Stored data
+ + + + + + +

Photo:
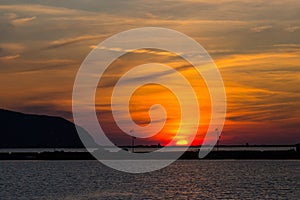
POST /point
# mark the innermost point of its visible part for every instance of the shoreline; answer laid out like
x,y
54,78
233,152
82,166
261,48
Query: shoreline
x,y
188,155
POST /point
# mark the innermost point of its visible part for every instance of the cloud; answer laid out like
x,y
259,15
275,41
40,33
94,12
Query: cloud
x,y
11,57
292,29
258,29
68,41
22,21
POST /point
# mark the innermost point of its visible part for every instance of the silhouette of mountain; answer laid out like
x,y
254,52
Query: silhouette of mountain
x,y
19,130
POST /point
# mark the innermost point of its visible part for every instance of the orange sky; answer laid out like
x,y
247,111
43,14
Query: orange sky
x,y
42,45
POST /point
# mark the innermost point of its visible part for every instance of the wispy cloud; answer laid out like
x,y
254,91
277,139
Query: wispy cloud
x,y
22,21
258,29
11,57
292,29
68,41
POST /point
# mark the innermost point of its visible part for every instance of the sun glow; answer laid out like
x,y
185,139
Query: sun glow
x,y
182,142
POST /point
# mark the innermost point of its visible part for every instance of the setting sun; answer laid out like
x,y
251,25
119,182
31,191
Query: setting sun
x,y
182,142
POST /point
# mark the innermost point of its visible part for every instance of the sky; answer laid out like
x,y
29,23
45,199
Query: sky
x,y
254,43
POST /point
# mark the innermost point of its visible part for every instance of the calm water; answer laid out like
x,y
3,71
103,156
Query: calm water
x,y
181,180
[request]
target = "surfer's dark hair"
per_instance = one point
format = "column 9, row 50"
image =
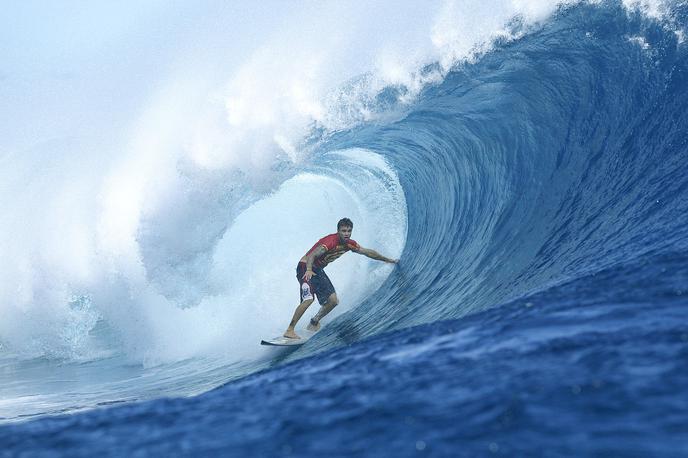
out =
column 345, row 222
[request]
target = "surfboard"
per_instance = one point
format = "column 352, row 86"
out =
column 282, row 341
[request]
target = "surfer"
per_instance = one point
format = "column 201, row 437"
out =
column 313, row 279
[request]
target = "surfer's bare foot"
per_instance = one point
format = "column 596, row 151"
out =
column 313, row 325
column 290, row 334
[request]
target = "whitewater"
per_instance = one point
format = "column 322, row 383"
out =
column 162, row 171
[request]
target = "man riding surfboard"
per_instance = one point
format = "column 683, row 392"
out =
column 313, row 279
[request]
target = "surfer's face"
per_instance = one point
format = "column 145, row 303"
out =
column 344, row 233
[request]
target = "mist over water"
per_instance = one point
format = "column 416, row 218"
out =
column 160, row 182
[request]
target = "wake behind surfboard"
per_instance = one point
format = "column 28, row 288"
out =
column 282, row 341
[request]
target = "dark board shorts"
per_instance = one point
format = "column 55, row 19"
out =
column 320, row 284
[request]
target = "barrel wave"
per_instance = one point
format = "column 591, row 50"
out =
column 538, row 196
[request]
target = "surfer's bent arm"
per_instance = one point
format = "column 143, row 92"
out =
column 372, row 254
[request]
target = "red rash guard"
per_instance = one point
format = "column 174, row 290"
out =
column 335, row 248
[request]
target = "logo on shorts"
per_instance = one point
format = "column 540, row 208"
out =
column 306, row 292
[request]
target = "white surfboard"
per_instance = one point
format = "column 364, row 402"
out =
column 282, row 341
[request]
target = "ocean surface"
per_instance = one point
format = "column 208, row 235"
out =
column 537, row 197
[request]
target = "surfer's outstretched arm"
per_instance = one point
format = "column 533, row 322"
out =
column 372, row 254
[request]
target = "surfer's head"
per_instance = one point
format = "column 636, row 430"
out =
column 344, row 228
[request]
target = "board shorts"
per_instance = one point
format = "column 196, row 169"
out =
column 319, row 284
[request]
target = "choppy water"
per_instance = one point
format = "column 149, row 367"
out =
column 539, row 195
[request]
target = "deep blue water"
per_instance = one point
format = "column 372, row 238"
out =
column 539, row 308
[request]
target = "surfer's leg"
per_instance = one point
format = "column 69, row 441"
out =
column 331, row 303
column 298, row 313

+ + + + + + +

Across the entries above, how many lines contain the string "surfer"? The number alone is the answer.

8